(Stored data entries)
--- START ---

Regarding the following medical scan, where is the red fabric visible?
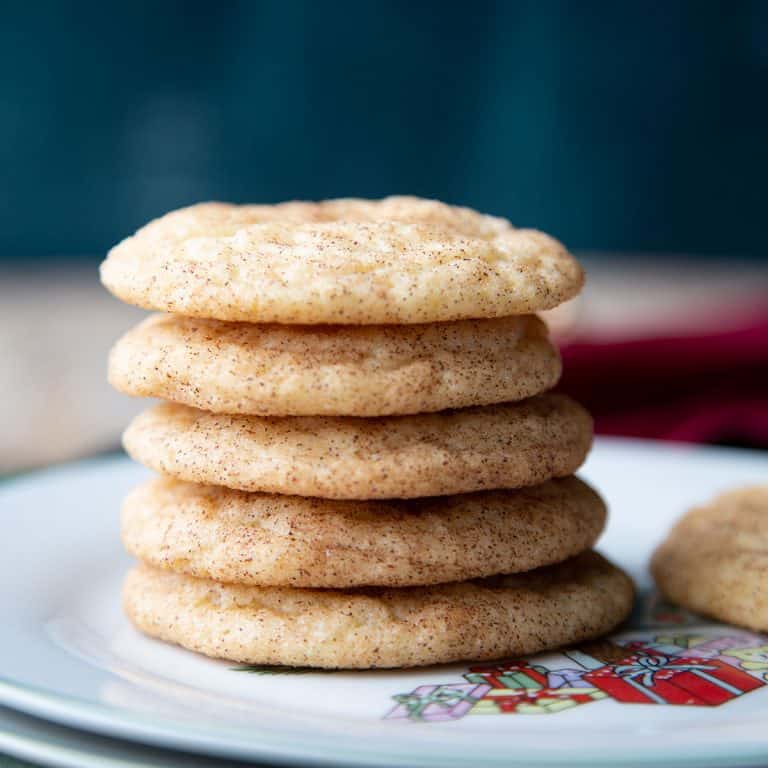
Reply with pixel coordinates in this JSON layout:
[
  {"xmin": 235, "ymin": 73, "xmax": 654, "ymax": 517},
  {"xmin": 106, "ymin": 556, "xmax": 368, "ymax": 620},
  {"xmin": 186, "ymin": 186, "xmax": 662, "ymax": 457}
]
[{"xmin": 558, "ymin": 311, "xmax": 768, "ymax": 447}]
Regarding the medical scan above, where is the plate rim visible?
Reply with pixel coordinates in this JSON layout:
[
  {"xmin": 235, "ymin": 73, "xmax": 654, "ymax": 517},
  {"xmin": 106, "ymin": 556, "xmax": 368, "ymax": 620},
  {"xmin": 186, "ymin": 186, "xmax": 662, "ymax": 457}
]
[
  {"xmin": 4, "ymin": 674, "xmax": 768, "ymax": 768},
  {"xmin": 0, "ymin": 704, "xmax": 207, "ymax": 768}
]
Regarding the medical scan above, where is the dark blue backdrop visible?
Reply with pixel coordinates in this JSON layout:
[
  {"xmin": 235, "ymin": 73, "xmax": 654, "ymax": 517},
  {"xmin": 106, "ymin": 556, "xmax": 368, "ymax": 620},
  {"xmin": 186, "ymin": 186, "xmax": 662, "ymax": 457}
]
[{"xmin": 1, "ymin": 0, "xmax": 766, "ymax": 259}]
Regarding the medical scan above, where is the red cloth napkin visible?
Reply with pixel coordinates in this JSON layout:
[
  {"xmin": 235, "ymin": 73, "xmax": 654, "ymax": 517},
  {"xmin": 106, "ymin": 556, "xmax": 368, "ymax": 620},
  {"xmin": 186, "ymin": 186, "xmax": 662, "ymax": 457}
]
[{"xmin": 557, "ymin": 311, "xmax": 768, "ymax": 448}]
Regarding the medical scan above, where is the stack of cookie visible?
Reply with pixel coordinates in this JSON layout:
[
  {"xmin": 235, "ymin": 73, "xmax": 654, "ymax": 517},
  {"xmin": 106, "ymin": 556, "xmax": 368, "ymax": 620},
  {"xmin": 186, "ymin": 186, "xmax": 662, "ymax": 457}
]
[{"xmin": 101, "ymin": 196, "xmax": 633, "ymax": 669}]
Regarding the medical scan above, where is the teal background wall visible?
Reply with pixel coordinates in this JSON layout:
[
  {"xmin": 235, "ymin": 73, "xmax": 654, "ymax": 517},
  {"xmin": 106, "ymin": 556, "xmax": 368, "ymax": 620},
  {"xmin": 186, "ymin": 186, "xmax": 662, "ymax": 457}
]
[{"xmin": 1, "ymin": 0, "xmax": 766, "ymax": 259}]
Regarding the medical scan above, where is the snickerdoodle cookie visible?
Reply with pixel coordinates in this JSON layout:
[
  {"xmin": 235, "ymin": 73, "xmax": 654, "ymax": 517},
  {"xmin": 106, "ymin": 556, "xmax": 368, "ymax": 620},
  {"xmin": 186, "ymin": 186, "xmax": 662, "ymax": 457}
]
[
  {"xmin": 100, "ymin": 197, "xmax": 583, "ymax": 324},
  {"xmin": 109, "ymin": 312, "xmax": 561, "ymax": 417},
  {"xmin": 121, "ymin": 475, "xmax": 606, "ymax": 588},
  {"xmin": 652, "ymin": 485, "xmax": 768, "ymax": 630},
  {"xmin": 123, "ymin": 394, "xmax": 591, "ymax": 499},
  {"xmin": 123, "ymin": 550, "xmax": 633, "ymax": 668}
]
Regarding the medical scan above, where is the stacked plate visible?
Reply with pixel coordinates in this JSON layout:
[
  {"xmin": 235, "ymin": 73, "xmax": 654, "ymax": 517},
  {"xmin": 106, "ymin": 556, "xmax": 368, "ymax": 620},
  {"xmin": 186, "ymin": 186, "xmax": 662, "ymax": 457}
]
[{"xmin": 2, "ymin": 437, "xmax": 768, "ymax": 765}]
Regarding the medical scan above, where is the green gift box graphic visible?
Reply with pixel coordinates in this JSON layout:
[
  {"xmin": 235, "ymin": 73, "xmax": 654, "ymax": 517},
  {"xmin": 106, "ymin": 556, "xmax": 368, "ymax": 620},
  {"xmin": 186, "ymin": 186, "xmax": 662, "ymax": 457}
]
[{"xmin": 465, "ymin": 661, "xmax": 549, "ymax": 690}]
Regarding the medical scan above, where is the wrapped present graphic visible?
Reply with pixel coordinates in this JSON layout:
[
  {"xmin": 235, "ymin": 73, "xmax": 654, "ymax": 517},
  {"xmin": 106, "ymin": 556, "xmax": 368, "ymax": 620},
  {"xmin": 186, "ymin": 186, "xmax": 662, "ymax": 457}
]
[
  {"xmin": 686, "ymin": 635, "xmax": 765, "ymax": 659},
  {"xmin": 721, "ymin": 644, "xmax": 768, "ymax": 674},
  {"xmin": 625, "ymin": 633, "xmax": 768, "ymax": 668},
  {"xmin": 623, "ymin": 639, "xmax": 695, "ymax": 658},
  {"xmin": 386, "ymin": 683, "xmax": 490, "ymax": 721},
  {"xmin": 474, "ymin": 686, "xmax": 606, "ymax": 715},
  {"xmin": 542, "ymin": 644, "xmax": 633, "ymax": 688},
  {"xmin": 547, "ymin": 667, "xmax": 598, "ymax": 689},
  {"xmin": 584, "ymin": 651, "xmax": 764, "ymax": 705},
  {"xmin": 465, "ymin": 661, "xmax": 548, "ymax": 690},
  {"xmin": 653, "ymin": 634, "xmax": 711, "ymax": 651}
]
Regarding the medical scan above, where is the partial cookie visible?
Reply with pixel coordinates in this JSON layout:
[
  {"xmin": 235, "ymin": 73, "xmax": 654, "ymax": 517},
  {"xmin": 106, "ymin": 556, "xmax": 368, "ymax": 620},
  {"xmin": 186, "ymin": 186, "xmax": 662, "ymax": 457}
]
[
  {"xmin": 109, "ymin": 313, "xmax": 560, "ymax": 417},
  {"xmin": 124, "ymin": 394, "xmax": 592, "ymax": 499},
  {"xmin": 121, "ymin": 475, "xmax": 606, "ymax": 588},
  {"xmin": 100, "ymin": 197, "xmax": 583, "ymax": 324},
  {"xmin": 651, "ymin": 485, "xmax": 768, "ymax": 630},
  {"xmin": 123, "ymin": 550, "xmax": 633, "ymax": 668}
]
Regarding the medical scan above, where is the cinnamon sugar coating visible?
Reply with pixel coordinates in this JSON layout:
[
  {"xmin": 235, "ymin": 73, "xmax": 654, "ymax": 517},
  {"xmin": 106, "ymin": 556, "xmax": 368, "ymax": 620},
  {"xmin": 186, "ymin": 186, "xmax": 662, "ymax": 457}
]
[
  {"xmin": 652, "ymin": 485, "xmax": 768, "ymax": 630},
  {"xmin": 100, "ymin": 197, "xmax": 583, "ymax": 324},
  {"xmin": 121, "ymin": 475, "xmax": 606, "ymax": 588},
  {"xmin": 123, "ymin": 394, "xmax": 592, "ymax": 499},
  {"xmin": 109, "ymin": 313, "xmax": 561, "ymax": 416},
  {"xmin": 124, "ymin": 550, "xmax": 633, "ymax": 668}
]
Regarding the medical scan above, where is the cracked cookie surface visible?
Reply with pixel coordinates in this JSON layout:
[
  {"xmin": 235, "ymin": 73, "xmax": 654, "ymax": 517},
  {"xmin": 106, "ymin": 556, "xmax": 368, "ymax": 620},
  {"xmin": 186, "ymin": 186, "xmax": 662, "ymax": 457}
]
[{"xmin": 100, "ymin": 197, "xmax": 583, "ymax": 324}]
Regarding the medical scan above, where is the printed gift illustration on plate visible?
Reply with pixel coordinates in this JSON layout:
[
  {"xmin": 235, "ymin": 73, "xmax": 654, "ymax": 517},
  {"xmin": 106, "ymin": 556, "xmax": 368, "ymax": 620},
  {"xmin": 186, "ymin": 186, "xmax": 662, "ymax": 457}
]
[
  {"xmin": 386, "ymin": 617, "xmax": 768, "ymax": 721},
  {"xmin": 583, "ymin": 647, "xmax": 763, "ymax": 705}
]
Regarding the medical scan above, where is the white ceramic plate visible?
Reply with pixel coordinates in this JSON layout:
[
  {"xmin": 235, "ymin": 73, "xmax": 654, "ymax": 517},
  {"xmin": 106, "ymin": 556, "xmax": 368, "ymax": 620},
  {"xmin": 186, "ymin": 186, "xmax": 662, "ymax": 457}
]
[
  {"xmin": 0, "ymin": 706, "xmax": 251, "ymax": 768},
  {"xmin": 1, "ymin": 438, "xmax": 768, "ymax": 767}
]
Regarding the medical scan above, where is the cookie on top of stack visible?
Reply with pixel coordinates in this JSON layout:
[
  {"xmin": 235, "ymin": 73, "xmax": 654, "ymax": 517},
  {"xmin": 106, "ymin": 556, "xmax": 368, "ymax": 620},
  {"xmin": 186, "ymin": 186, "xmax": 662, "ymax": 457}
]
[{"xmin": 101, "ymin": 196, "xmax": 633, "ymax": 669}]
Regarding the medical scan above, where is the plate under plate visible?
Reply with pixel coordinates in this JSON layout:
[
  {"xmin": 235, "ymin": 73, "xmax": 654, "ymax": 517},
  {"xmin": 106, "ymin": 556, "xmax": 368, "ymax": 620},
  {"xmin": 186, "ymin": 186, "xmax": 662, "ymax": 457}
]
[{"xmin": 1, "ymin": 438, "xmax": 768, "ymax": 767}]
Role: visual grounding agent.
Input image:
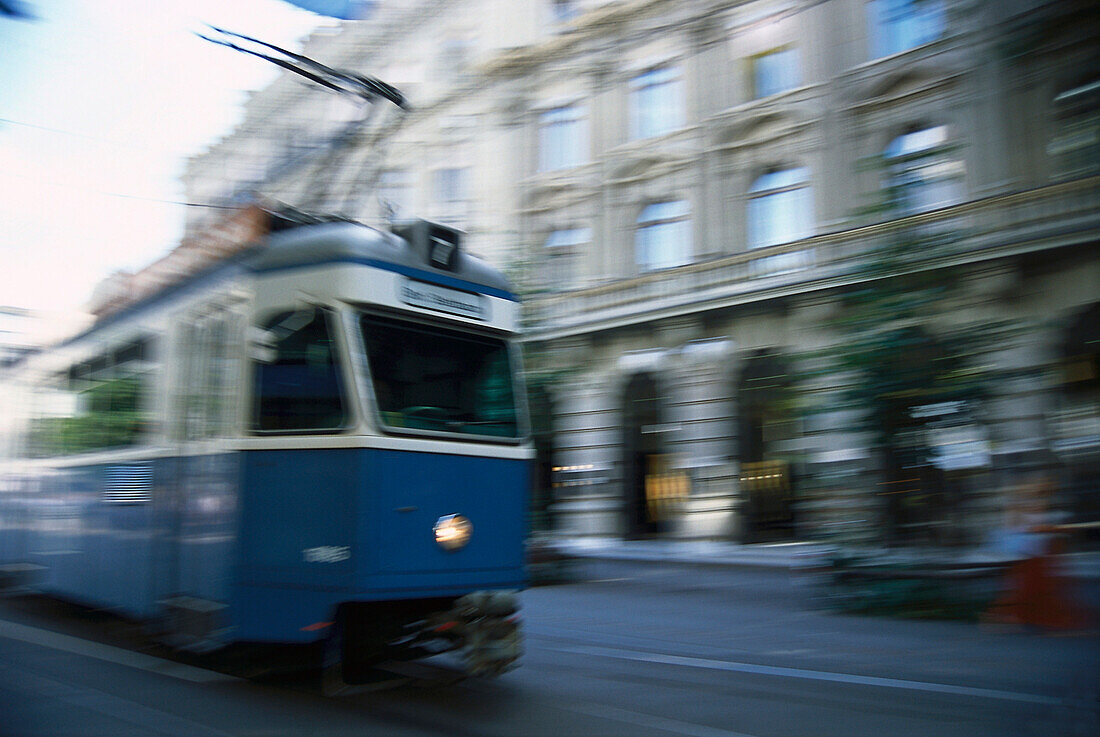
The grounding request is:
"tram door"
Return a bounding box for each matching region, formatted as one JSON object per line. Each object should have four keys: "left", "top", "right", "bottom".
{"left": 155, "top": 300, "right": 245, "bottom": 634}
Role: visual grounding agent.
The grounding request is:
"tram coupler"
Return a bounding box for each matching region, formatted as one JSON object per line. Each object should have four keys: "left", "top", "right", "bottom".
{"left": 425, "top": 590, "right": 523, "bottom": 676}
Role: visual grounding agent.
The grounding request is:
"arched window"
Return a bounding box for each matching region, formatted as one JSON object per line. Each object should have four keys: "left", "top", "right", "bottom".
{"left": 636, "top": 201, "right": 691, "bottom": 272}
{"left": 884, "top": 125, "right": 964, "bottom": 215}
{"left": 747, "top": 167, "right": 813, "bottom": 249}
{"left": 868, "top": 0, "right": 945, "bottom": 59}
{"left": 543, "top": 227, "right": 590, "bottom": 290}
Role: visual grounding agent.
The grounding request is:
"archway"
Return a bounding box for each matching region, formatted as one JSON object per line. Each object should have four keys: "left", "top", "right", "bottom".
{"left": 1056, "top": 302, "right": 1100, "bottom": 545}
{"left": 621, "top": 372, "right": 663, "bottom": 538}
{"left": 736, "top": 350, "right": 797, "bottom": 542}
{"left": 528, "top": 383, "right": 557, "bottom": 532}
{"left": 869, "top": 327, "right": 958, "bottom": 545}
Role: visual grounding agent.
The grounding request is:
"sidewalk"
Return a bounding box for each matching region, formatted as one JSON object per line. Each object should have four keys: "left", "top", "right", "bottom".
{"left": 547, "top": 535, "right": 1100, "bottom": 580}
{"left": 552, "top": 536, "right": 825, "bottom": 570}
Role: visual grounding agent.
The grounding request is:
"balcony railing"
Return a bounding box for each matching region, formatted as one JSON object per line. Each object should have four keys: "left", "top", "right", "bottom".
{"left": 523, "top": 176, "right": 1100, "bottom": 340}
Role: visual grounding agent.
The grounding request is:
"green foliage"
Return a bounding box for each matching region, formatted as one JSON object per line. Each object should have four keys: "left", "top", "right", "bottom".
{"left": 799, "top": 153, "right": 1017, "bottom": 545}
{"left": 821, "top": 552, "right": 998, "bottom": 621}
{"left": 30, "top": 376, "right": 147, "bottom": 456}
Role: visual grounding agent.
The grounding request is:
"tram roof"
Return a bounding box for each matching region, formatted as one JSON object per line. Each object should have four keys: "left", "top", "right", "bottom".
{"left": 249, "top": 220, "right": 517, "bottom": 301}
{"left": 6, "top": 217, "right": 516, "bottom": 370}
{"left": 40, "top": 219, "right": 515, "bottom": 358}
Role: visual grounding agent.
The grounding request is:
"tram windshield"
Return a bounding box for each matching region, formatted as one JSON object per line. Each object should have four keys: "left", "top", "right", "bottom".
{"left": 359, "top": 313, "right": 520, "bottom": 439}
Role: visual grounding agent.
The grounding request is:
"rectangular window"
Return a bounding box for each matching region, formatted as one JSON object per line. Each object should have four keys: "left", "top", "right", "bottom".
{"left": 360, "top": 313, "right": 520, "bottom": 439}
{"left": 550, "top": 0, "right": 580, "bottom": 24}
{"left": 434, "top": 168, "right": 467, "bottom": 203}
{"left": 539, "top": 106, "right": 588, "bottom": 171}
{"left": 637, "top": 201, "right": 692, "bottom": 272}
{"left": 253, "top": 308, "right": 347, "bottom": 433}
{"left": 177, "top": 310, "right": 241, "bottom": 441}
{"left": 1051, "top": 81, "right": 1100, "bottom": 180}
{"left": 377, "top": 170, "right": 413, "bottom": 220}
{"left": 433, "top": 167, "right": 469, "bottom": 224}
{"left": 544, "top": 227, "right": 591, "bottom": 290}
{"left": 630, "top": 66, "right": 684, "bottom": 140}
{"left": 752, "top": 47, "right": 800, "bottom": 99}
{"left": 868, "top": 0, "right": 945, "bottom": 59}
{"left": 28, "top": 338, "right": 155, "bottom": 456}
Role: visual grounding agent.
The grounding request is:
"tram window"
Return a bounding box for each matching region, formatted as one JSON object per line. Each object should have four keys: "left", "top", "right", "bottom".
{"left": 27, "top": 339, "right": 155, "bottom": 456}
{"left": 252, "top": 308, "right": 347, "bottom": 433}
{"left": 359, "top": 313, "right": 519, "bottom": 439}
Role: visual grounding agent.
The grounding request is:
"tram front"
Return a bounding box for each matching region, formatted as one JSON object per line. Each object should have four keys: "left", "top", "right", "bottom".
{"left": 237, "top": 218, "right": 530, "bottom": 681}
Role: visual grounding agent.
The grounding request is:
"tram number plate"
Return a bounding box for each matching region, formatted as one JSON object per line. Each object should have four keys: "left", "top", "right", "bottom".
{"left": 401, "top": 279, "right": 486, "bottom": 320}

--- END ---

Taking every line of the records in turn, count the ones holding "graphic", and state nothing but the number.

* [TASK ANSWER]: 2